» **Given problem**
Present the following data again exactly as it is shown.

Records from a point labeling set:
..........

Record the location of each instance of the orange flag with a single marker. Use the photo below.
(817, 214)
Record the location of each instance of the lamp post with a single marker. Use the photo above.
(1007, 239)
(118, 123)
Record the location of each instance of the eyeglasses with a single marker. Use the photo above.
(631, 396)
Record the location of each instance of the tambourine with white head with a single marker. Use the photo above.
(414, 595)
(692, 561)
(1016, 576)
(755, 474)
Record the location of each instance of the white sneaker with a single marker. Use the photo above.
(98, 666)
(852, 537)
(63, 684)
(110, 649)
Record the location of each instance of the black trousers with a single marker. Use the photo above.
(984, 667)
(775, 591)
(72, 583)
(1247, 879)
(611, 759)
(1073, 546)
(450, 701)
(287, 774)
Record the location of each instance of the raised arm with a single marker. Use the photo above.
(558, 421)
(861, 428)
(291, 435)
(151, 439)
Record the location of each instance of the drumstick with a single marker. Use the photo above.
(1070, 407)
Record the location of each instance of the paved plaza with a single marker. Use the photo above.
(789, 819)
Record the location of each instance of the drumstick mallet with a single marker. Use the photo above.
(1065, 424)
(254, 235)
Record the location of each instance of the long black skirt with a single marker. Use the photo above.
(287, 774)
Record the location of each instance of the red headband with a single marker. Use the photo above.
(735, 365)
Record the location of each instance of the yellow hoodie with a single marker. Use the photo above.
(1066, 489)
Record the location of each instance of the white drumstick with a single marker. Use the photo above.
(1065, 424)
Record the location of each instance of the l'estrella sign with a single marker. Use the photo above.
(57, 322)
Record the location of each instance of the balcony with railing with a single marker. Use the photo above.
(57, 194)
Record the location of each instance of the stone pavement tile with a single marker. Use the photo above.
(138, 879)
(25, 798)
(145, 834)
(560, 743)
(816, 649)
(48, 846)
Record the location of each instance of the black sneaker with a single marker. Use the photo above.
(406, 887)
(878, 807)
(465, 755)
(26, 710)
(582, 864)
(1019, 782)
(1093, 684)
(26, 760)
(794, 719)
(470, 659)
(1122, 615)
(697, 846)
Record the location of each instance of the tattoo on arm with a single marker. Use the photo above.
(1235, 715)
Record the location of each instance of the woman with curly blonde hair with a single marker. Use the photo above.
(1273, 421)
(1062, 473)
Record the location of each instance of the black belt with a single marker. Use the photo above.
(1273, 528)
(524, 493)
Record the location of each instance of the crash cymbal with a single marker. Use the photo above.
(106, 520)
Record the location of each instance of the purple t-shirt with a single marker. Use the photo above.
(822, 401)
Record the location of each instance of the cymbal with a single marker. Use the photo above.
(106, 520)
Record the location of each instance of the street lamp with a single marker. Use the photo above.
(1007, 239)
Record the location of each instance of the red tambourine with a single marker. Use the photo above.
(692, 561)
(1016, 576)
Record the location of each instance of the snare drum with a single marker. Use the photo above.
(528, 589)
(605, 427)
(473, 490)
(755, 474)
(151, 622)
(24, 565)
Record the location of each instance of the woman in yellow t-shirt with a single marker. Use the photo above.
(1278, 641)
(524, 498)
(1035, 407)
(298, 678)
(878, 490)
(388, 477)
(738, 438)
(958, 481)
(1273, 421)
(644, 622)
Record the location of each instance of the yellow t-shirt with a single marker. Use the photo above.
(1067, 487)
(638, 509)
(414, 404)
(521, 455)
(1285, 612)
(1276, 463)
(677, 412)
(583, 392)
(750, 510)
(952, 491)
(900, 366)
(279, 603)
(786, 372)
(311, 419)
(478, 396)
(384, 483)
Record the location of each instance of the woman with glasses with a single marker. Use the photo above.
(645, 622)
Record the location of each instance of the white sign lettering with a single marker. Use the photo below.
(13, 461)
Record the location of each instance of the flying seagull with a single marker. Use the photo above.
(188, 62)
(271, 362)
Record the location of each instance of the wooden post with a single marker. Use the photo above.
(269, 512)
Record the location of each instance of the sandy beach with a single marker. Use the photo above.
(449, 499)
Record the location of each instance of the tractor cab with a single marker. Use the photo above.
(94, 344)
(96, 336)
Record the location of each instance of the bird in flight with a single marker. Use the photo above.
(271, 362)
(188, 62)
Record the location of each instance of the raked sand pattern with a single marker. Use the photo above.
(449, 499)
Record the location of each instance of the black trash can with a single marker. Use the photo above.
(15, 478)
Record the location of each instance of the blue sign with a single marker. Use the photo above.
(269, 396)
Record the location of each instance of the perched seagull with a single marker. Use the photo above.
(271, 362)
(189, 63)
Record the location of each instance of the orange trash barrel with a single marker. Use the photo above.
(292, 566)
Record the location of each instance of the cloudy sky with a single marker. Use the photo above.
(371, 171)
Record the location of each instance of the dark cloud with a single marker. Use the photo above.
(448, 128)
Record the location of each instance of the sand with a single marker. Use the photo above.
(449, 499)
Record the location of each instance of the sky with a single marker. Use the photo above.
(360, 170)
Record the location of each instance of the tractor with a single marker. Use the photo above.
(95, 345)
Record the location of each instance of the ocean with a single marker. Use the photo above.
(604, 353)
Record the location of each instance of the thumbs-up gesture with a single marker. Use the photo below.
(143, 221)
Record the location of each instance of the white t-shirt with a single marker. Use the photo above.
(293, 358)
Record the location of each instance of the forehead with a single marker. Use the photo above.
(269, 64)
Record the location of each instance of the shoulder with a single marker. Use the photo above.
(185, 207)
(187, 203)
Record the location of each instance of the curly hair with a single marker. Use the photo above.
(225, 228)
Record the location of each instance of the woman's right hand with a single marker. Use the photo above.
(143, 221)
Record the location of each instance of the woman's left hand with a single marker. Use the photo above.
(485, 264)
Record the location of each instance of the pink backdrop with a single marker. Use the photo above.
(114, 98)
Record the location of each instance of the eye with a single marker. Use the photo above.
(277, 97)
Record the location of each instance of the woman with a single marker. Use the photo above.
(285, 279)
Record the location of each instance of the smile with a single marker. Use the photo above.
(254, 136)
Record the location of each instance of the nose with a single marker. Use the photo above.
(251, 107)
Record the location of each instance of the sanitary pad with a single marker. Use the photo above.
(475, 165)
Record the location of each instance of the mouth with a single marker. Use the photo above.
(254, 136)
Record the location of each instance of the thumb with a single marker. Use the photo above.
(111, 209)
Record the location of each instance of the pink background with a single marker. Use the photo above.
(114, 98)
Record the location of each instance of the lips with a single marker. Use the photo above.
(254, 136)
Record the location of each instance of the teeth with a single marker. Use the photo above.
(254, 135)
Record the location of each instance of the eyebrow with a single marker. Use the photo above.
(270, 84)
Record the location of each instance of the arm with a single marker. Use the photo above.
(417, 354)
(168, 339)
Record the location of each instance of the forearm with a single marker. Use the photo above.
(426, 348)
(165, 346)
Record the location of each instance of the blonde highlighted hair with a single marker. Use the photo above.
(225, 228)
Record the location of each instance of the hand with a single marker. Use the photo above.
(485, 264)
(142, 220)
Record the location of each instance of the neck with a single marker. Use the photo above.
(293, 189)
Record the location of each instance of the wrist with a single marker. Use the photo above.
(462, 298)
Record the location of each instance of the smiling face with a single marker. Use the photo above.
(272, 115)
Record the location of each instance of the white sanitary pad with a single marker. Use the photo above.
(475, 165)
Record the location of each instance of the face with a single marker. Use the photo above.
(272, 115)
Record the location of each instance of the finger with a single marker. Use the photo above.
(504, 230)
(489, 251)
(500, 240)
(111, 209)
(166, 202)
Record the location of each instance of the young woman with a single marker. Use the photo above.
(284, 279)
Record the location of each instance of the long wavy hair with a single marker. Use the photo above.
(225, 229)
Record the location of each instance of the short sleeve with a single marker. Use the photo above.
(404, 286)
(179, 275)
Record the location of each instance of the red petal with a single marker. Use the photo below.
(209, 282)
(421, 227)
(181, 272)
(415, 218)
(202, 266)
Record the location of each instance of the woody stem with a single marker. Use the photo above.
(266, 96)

..........

» **Result for this task**
Record the location of each instance of the orange flag with a single marker. Use the photo below.
(817, 214)
Record the location of each instance of the lamp post with a single marker. Use the photo above.
(1007, 239)
(118, 123)
Record the location of each instance of the eyeglasses with a single marker. Use the photo above.
(631, 396)
Record the location of each instance of the tambourine with white head with a single marker. Use the photo above.
(414, 595)
(692, 561)
(1016, 576)
(755, 474)
Record the location of each instance of the white sneaker with a single marker. Use the photo above.
(98, 666)
(852, 537)
(63, 684)
(110, 649)
Record the location of each instance of the black trousers with a single marker. Use the photo above.
(984, 667)
(775, 591)
(72, 583)
(1247, 879)
(611, 759)
(1073, 546)
(450, 701)
(287, 774)
Record the location of each instance of the raised arm with a single marker. Use the photo above.
(558, 421)
(861, 428)
(291, 435)
(151, 439)
Record the location of each instance of the drumstick with a single marker. Use the photo above.
(1070, 407)
Record the location of each instance of the paved plaza with a single marker. Use the photo above.
(789, 819)
Record the location of each instance of the drumstick mallet with a single marker. Use the photo above.
(1065, 424)
(254, 235)
Record the location of each instance of the long black skirt with a single marker. Use the photo above.
(287, 774)
Record the location of each instance of the red headband with a single marker. Use the photo above.
(735, 365)
Record the location of each instance of the yellow hoodie with a single marker. Use the photo above.
(1066, 489)
Record the location of each instance of the white drumstick with a single marker. Use the photo above.
(1065, 424)
Record the location of each instance of the l'estrella sign with a single marker. Use the photo above.
(57, 322)
Record the location of each instance of the balcony with railing with a single marker. Use the photo above.
(57, 194)
Record the location of each instance of the stone pavement tile with a single marker. Use the photo above.
(138, 879)
(25, 798)
(145, 834)
(560, 743)
(816, 649)
(48, 846)
Record the location of each instance of the black sneaker with a single marker. Use the photo above.
(406, 887)
(878, 807)
(465, 755)
(26, 710)
(582, 864)
(1019, 782)
(1093, 684)
(26, 760)
(794, 719)
(470, 659)
(1122, 615)
(697, 846)
Record the location of each instance of the tattoo on arm with a single marker. Use the photo above.
(1235, 715)
Record the location of each instance of the woman with curly blonde hair with a single marker. Use the photo above.
(1273, 421)
(1062, 473)
Record the location of each instance of the black belt with a single marker. Use the photo above.
(1273, 528)
(524, 493)
Record the location of each instance of the crash cymbal with a single marker. Use the photo above.
(106, 520)
Record the location of each instance of the purple t-shirt with a single marker. Use the photo above.
(822, 401)
Record the location of each instance of the cymbal with a single marker. Use the photo above.
(106, 520)
Record the location of each instance of the street lamp with a single marker. Use the photo above.
(1007, 239)
Record the location of each instance of the red tambourine with a single marker. Use the photo above.
(692, 561)
(1016, 576)
Record the location of each instance of the snare drum with a single marker. Use the photo above.
(528, 589)
(605, 427)
(473, 490)
(755, 474)
(151, 622)
(24, 565)
Record the location of each instance of the woman in yellow t-shirt with a single marker. Use the photo above.
(1278, 641)
(524, 498)
(1035, 407)
(298, 678)
(878, 490)
(388, 477)
(738, 438)
(958, 481)
(1273, 421)
(644, 622)
Record the location of each instance of the yellow t-shirt with a single marker. Use the photo above.
(1067, 487)
(638, 509)
(414, 404)
(521, 455)
(1285, 612)
(1276, 463)
(677, 412)
(583, 392)
(750, 510)
(952, 491)
(900, 366)
(279, 603)
(786, 372)
(311, 419)
(478, 396)
(384, 483)
Record the location of each instance of the woman with glasses with a single marker. Use the photo above.
(645, 622)
Record the location of each instance of the white sign lettering with a single marker. Use the photo below.
(13, 461)
Record the location of each instance of the flying seagull with a single marker. Use the photo above.
(188, 62)
(271, 362)
Record the location of each instance of the wooden post with a single marker. Use the photo above.
(269, 512)
Record the location of each instance of the sandy beach with a single marker. Use the photo above.
(449, 499)
Record the location of each instance of the tractor cab with a single marker. Use the photo above.
(94, 344)
(96, 336)
Record the location of each instance of the bird in flight with a single marker. Use the photo above.
(271, 362)
(188, 62)
Record the location of each instance of the raked sand pattern with a single marker. Use the photo above.
(449, 499)
Record the location of each instance of the black trash can with a single marker. Use the photo above.
(15, 478)
Record the location of each instance of the blue sign with a single marker. Use the photo above.
(269, 396)
Record the location of each instance of the perched seagull with a single marker. Use the photo above.
(271, 362)
(189, 63)
Record the location of each instance of the orange trash barrel with a single marker. Use the photo above.
(292, 566)
Record the location of each instance of the cloudy sky with a single marker. Use the photo above.
(371, 171)
Record the location of each instance of the dark cloud with a single marker. Use the photo above.
(448, 128)
Record the location of each instance of the sand with a single marker. Use the photo above.
(449, 499)
Record the location of each instance of the sky with a single marker. Use the photo above.
(360, 170)
Record the location of each instance of the tractor with a single marker. Use the photo above.
(95, 345)
Record the location of each instance of the ocean with a single marker. Use the photo above.
(604, 353)
Record the location of each instance of the thumbs-up gesture with a single marker. Use the photo below.
(143, 221)
Record the location of each instance of the white t-shirt with a single marker. Use the photo above.
(293, 358)
Record the location of each instance of the forehead with a single marker. Use the photo above.
(269, 64)
Record the location of each instance of the shoulder with a single marker. Use the photo above.
(185, 207)
(187, 203)
Record the location of each instance of the curly hair with a single marker. Use the photo above.
(225, 228)
Record the location of each instance of the woman's right hand with a single marker. Use the photo above.
(143, 221)
Record the location of each instance of the woman's left hand with a single marker. Use the photo above.
(485, 264)
Record the location of each instance of the pink backdrop with a single marker. Use the photo above.
(114, 98)
Record the location of each instance of the eye with a single marker. Use the photo above.
(277, 97)
Record the location of each instance of the woman with a single marker. Use the photo above.
(285, 279)
Record the location of each instance of the smile with a single marker. Use the photo above.
(254, 136)
Record the location of each instance of the nose with a single marker. Use the photo above.
(251, 107)
Record the location of each instance of the sanitary pad with a single marker. Use the photo above.
(475, 165)
Record the location of each instance of the mouth with a single marker. Use the photo above.
(254, 136)
Record the location of each instance of the thumb with a single marker. Use the photo above.
(111, 209)
Record the location of each instance of the pink background with a single marker. Use the photo above.
(114, 98)
Record the location of each instance of the lips with a single marker. Use the photo above.
(254, 136)
Record the location of each instance of the teeth with a single marker. Use the photo above.
(254, 135)
Record the location of each instance of the eyebrow with a single marker. Use the photo above.
(270, 84)
Record the location of each instance of the arm with a single marker. Use the photo above.
(417, 354)
(168, 339)
Record the location of each instance of the forearm with a single marker. Use the photo above.
(426, 348)
(165, 346)
Record the location of each instance of the blonde highlighted hair with a single marker. Use the photo above.
(225, 228)
Record the location of each instance of the hand with a single marker. Use the photo above.
(485, 264)
(142, 220)
Record the location of each instance of the neck with a single marker. Use the photo above.
(293, 189)
Record the location of each instance of the wrist with a single marker. Use the photo above.
(462, 298)
Record the location of each instance of the smiling face with a single marker. Use the photo above.
(272, 115)
Record the location of each instance of the white sanitary pad with a single marker. Use the photo above.
(475, 165)
Record the location of each instance of the face with a single marker. Use the photo above.
(272, 115)
Record the location of each instance of the finger with a single marker. Use the photo above.
(504, 230)
(489, 251)
(500, 240)
(111, 209)
(166, 202)
Record the location of each instance of the young woman with a single marker. Use the photo above.
(284, 279)
Record the location of each instance of the long wavy hair with a single marker. Use the photo above.
(225, 229)
Record the location of each instance of the short sleeve with a single marker. Use the photo above.
(404, 286)
(179, 275)
Record the location of each instance of the red petal with a single marker. Use the photo below.
(209, 282)
(421, 227)
(181, 272)
(415, 218)
(202, 266)
Record the location of each instance of the woody stem with a single marker. Use the photo above.
(266, 96)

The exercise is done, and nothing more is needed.